## Work to be completed
Set out every line of the listing below as a numbered list, skipping any blank lines.

## Raw records
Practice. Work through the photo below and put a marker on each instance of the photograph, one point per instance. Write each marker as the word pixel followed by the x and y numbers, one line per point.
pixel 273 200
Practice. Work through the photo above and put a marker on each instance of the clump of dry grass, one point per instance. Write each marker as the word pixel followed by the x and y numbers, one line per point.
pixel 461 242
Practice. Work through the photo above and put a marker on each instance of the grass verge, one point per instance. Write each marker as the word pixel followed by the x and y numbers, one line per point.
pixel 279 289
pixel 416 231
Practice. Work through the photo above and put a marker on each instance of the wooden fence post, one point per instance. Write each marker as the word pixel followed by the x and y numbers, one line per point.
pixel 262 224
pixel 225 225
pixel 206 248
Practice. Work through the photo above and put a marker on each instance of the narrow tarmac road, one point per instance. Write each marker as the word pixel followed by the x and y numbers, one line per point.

## Final result
1. Practice. Work through the photo below and put a marker on each instance of the photograph, one point per instance. Write each marker as the word pixel followed by the x and y numbers, one line per point.
2. pixel 273 200
3. Practice. Work through the photo above and put a marker on each instance of the clump of dry grass, one point per instance. Write each marker as the word pixel followed by the x and y numbers, one line per point.
4. pixel 461 242
5. Practice. Work through the photo above and put a marker on each instance of the grass verge, one point per instance. Write each marker as the word pixel followed by the x and y numbers, one line per point.
6. pixel 279 289
7. pixel 416 231
8. Practice. Work through the photo above and put a marker on each instance of the wooden fence post, one point per instance. Write each marker as the word pixel followed by the x and y numbers, one line per point.
9. pixel 262 224
10. pixel 225 225
11. pixel 206 248
12. Practice. Work through the photo above and put a marker on each instance of the narrow tarmac road, one point per instance. Write each marker as the word pixel followed by the x and y numbers, one line per point.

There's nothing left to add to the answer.